* Exercise goal: Rewrite the rows below, putting "image" wherever "photograph" appears and keeping everything else the same. Leave the pictures out of your answer.
[start Data section]
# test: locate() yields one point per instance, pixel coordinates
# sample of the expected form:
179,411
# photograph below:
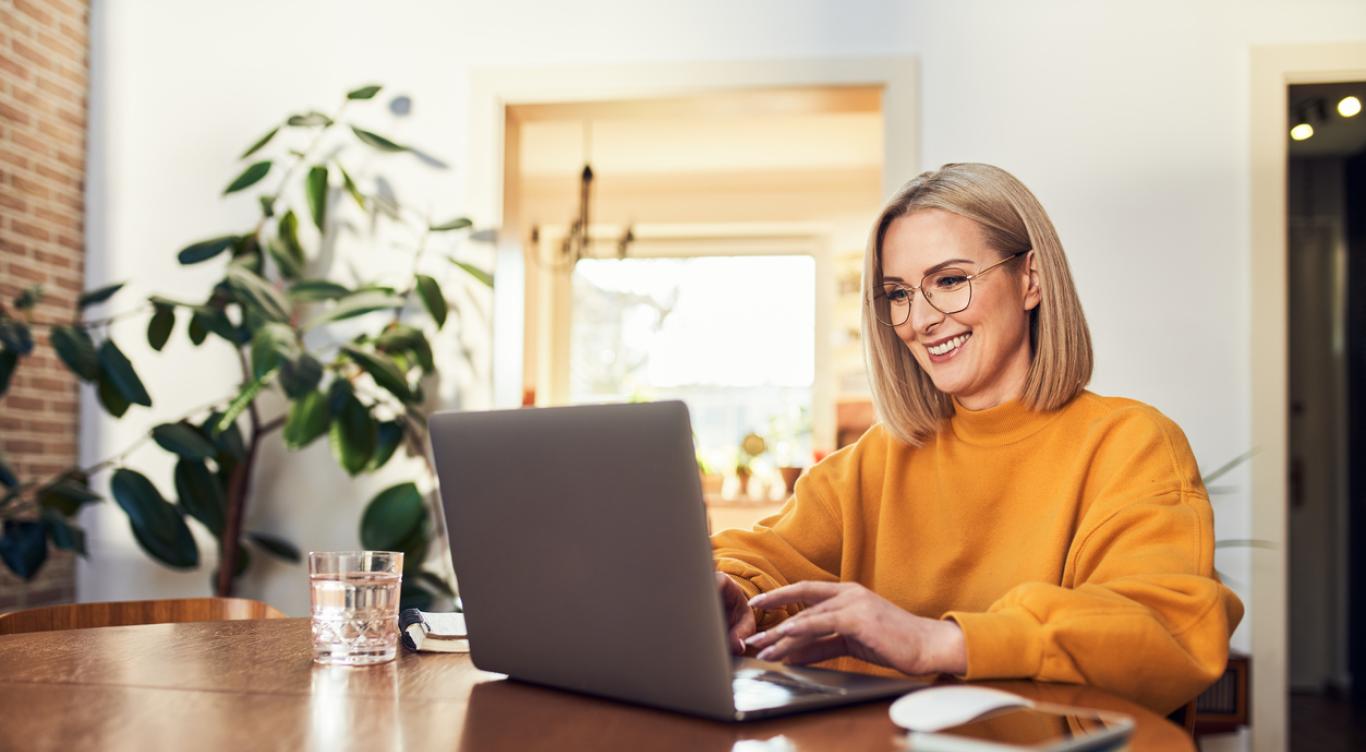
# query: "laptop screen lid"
579,543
[end Data section]
* Response below:
# test: locate() yields one point per instance, pixel coordinates
# sample of the expected form:
179,411
# image below:
# query: "laptop screen lid"
579,543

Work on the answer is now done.